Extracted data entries
######

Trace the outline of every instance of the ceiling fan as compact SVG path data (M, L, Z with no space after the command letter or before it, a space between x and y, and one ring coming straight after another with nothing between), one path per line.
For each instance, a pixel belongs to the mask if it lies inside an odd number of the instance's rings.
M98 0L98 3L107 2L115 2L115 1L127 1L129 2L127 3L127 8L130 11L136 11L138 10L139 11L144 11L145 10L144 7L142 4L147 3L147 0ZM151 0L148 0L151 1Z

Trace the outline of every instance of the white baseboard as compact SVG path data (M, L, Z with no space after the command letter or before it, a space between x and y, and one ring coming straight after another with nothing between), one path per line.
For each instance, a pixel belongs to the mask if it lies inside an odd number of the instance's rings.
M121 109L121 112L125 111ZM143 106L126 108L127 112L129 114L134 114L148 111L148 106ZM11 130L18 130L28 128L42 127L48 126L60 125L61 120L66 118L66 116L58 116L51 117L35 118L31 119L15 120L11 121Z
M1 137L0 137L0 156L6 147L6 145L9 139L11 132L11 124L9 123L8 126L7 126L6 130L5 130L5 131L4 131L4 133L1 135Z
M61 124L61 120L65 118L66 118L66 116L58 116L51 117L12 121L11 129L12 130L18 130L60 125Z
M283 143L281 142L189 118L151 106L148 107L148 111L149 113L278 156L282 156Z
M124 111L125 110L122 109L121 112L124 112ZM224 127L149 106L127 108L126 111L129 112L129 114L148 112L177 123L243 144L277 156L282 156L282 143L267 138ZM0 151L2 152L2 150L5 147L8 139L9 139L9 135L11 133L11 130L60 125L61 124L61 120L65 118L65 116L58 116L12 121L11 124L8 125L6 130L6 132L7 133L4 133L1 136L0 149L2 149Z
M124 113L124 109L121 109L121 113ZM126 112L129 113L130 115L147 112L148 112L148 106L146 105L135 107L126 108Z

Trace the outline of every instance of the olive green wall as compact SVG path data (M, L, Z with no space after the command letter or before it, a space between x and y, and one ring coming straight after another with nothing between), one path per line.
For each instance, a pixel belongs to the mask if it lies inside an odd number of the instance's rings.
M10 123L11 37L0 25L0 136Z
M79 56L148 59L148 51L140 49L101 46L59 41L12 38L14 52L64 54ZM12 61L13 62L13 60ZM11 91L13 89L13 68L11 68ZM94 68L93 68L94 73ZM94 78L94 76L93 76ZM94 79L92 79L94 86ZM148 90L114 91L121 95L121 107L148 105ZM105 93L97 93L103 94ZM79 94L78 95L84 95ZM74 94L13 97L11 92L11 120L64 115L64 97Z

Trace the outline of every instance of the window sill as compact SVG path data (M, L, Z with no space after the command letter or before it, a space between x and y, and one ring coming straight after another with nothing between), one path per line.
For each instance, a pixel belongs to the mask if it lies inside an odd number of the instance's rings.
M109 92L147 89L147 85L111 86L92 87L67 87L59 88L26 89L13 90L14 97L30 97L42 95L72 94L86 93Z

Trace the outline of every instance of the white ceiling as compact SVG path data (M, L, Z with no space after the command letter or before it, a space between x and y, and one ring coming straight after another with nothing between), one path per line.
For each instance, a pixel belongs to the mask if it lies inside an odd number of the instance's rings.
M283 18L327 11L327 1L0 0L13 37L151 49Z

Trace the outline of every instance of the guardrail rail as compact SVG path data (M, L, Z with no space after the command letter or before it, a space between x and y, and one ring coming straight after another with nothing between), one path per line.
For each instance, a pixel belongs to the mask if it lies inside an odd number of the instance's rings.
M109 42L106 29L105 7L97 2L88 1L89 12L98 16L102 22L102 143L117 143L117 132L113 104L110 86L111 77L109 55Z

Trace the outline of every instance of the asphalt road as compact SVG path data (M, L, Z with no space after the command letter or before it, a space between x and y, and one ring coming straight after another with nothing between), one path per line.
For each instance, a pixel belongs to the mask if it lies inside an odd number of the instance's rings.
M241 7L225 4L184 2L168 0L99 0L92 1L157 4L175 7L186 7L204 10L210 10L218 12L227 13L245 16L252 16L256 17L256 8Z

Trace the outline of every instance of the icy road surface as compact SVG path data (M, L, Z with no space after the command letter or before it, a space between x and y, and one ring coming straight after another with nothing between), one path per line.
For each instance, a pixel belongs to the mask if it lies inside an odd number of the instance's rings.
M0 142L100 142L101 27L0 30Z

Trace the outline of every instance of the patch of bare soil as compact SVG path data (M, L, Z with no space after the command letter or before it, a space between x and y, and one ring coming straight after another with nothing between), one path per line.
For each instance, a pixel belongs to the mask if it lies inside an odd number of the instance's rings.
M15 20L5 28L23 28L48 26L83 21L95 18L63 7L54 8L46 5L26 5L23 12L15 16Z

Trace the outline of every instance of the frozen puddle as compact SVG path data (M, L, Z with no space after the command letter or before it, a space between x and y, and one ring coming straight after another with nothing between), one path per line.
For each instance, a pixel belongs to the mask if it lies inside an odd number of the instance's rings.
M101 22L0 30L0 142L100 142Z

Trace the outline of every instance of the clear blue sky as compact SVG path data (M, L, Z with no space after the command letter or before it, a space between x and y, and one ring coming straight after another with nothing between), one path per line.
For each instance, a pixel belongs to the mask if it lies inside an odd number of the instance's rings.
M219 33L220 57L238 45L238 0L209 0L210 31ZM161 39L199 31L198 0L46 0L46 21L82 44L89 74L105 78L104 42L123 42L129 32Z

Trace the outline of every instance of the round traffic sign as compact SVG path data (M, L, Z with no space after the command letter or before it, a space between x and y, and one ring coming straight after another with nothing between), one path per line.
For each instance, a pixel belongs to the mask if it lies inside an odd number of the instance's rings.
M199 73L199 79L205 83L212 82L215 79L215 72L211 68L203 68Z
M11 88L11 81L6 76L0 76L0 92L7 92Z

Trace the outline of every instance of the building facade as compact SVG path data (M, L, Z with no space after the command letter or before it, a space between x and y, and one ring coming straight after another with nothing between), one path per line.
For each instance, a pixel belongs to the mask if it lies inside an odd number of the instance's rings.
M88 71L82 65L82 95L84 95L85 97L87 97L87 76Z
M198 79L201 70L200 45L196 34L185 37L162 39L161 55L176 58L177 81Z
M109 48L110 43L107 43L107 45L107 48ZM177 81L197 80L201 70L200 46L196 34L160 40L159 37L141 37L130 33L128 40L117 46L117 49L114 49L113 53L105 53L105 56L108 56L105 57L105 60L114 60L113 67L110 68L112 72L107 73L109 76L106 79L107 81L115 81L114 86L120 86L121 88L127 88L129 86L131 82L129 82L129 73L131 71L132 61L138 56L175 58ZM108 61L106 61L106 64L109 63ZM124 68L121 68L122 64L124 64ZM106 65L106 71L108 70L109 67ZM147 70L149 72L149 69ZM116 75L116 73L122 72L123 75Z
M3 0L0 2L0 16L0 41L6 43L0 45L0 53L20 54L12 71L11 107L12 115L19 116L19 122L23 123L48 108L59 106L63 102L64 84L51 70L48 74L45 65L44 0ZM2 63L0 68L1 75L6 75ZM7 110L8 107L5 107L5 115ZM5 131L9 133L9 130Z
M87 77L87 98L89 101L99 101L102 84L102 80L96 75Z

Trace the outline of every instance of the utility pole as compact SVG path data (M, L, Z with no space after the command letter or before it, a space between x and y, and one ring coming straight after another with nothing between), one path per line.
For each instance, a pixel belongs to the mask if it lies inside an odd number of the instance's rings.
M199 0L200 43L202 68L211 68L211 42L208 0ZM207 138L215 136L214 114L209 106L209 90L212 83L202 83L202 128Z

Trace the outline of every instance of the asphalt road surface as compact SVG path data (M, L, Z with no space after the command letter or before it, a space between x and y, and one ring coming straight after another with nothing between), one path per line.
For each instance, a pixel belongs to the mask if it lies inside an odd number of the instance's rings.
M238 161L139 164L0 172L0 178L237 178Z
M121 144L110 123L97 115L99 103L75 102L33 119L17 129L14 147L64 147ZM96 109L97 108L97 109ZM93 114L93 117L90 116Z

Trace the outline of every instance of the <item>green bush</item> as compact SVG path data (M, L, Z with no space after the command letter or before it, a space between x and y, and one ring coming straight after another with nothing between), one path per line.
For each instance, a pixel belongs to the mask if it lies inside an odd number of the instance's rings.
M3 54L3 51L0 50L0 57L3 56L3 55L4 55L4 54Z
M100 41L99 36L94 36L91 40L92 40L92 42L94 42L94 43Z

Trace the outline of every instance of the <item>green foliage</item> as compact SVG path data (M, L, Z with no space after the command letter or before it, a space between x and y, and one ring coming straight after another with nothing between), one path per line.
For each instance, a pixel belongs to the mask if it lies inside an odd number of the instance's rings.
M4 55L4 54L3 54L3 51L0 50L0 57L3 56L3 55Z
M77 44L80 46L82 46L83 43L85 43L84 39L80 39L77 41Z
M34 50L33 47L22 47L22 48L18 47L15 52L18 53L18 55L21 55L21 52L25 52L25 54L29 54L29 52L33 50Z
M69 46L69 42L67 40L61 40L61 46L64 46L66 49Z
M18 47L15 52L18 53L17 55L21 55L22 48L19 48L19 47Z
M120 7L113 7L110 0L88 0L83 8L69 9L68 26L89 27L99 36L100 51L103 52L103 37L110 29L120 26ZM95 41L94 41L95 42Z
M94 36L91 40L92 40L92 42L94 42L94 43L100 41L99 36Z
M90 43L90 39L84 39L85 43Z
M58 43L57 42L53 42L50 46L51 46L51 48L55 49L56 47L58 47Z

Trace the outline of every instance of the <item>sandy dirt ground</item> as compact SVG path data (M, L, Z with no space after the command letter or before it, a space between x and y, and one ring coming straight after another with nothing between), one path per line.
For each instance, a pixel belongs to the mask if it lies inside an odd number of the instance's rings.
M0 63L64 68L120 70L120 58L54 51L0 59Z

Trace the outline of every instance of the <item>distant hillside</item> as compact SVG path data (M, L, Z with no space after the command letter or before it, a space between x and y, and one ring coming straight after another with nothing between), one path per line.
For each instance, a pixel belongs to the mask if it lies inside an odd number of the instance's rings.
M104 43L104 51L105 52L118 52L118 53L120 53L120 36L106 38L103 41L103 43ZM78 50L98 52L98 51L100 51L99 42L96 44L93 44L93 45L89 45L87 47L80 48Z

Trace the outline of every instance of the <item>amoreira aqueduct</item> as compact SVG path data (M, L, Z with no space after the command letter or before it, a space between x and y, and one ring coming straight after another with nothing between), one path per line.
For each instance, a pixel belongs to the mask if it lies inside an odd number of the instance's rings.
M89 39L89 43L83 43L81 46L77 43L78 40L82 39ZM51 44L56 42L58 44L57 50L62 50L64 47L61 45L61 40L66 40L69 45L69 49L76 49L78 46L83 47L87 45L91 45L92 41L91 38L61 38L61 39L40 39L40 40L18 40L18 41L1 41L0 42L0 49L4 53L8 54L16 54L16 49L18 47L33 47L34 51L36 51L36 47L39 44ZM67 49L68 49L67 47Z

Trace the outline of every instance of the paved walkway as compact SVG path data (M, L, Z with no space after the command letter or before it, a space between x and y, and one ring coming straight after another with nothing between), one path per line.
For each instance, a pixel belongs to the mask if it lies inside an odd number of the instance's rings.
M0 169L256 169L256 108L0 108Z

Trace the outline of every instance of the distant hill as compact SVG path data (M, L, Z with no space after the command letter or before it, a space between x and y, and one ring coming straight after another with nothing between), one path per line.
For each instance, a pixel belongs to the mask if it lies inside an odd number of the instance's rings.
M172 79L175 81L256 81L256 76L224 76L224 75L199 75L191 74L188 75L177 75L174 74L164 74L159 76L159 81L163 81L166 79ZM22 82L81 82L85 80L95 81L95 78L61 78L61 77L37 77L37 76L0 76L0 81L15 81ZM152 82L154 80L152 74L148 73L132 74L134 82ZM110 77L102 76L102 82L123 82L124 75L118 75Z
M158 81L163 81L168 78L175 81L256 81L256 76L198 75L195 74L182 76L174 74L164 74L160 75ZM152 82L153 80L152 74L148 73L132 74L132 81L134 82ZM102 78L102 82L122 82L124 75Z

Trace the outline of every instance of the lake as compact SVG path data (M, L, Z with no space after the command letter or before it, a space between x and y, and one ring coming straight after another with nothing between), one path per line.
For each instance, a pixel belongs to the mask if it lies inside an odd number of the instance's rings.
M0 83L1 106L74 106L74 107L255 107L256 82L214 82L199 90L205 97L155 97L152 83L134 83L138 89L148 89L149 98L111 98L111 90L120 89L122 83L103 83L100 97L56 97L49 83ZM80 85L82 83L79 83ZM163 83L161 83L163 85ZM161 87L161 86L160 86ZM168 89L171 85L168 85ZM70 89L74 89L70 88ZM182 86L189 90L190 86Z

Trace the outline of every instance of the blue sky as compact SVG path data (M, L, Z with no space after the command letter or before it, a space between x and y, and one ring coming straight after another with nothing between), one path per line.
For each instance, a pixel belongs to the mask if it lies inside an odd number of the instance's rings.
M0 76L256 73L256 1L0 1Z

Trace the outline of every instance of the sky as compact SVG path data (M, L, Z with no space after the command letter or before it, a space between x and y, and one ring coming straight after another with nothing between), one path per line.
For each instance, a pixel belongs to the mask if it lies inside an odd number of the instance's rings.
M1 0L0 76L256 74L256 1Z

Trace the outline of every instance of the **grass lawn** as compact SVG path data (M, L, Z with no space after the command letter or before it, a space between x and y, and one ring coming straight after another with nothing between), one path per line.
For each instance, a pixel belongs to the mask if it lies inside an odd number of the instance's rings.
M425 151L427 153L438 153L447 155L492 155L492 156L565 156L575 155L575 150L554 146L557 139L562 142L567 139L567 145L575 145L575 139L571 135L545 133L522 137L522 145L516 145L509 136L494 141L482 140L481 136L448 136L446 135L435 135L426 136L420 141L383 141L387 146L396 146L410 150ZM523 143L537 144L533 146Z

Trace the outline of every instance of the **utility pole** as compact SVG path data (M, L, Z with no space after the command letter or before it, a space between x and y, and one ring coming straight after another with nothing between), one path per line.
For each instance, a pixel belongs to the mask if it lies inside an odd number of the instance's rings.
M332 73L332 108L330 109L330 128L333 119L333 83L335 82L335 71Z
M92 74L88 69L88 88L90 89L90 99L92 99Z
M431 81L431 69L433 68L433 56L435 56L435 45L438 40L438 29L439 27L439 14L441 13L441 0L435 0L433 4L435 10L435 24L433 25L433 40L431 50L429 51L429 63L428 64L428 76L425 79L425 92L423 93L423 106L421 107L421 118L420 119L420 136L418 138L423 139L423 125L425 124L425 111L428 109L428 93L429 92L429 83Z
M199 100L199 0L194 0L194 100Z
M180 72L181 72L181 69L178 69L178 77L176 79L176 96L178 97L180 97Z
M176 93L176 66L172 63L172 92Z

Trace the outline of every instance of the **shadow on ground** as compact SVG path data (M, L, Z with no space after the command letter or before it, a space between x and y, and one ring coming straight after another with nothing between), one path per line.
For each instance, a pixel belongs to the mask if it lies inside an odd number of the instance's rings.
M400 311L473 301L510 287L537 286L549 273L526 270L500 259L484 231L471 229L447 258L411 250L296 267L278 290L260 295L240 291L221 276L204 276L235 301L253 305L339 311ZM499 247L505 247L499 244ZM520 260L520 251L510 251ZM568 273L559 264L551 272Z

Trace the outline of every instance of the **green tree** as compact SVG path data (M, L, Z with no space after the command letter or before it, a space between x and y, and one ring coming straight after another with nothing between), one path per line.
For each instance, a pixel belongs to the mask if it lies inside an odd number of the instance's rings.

######

_What this task involves:_
Edit the lines starting at the one containing "the <item>green bush</item>" and ending at the one containing "M0 63L64 68L120 70L120 58L54 51L0 59Z" by changing "compact" to "condensed" throughout, leaving everything else unchanged. Output only those lines.

_Task solution:_
Trace the outline of every instance of the <item>green bush</item> as condensed SVG path data (M, L, Z with no space after the command letter or before it, a space between x and y, and one ring coming straight after another with nothing between), one path per line.
For each instance, a pixel belongs to the mask if it lies inside an odd number of the instance's rings.
M3 54L3 51L0 50L0 57L3 56L3 55L4 55L4 54Z
M100 41L99 36L94 36L91 40L92 40L92 42L94 42L94 43Z

Trace the outline of every instance of the <item>green foliage</item> as condensed SVG path data (M, L, Z with no space after the command letter or before it, a space between x and y, and one ring coming straight after another with nothing between), one path per line.
For each instance, a pixel belongs to the mask if it lies inside an odd number of the instance's rings.
M4 55L4 54L3 54L3 51L0 50L0 57L3 56L3 55Z
M77 44L80 46L82 46L83 43L85 43L84 39L80 39L77 41Z
M34 50L33 47L22 47L22 48L18 47L15 52L18 53L18 55L21 55L21 52L25 52L25 54L29 54L29 52L33 50Z
M69 46L69 42L67 40L61 40L61 46L64 46L66 49Z
M18 47L15 52L18 53L17 55L21 55L22 48L19 48L19 47Z
M120 7L113 7L110 0L88 0L83 8L69 9L68 26L89 27L99 36L100 51L103 52L103 37L110 29L120 26ZM95 41L94 41L95 42Z
M94 36L91 40L92 40L92 42L94 42L94 43L100 41L99 36Z
M90 43L90 39L84 39L85 43Z
M58 43L57 42L53 42L50 46L51 46L51 48L55 49L56 47L58 47Z

Trace the outline of every instance of the <item>sandy dirt ground</item> as condensed SVG path data (M, L, Z with no space after the command letter or before it, a space between x and y, and one ring coming straight after another with nothing between), one path per line.
For each instance, a pixel belongs to the mask if it lies inside an odd number of the instance's rings.
M0 63L64 68L120 70L120 58L54 51L0 59Z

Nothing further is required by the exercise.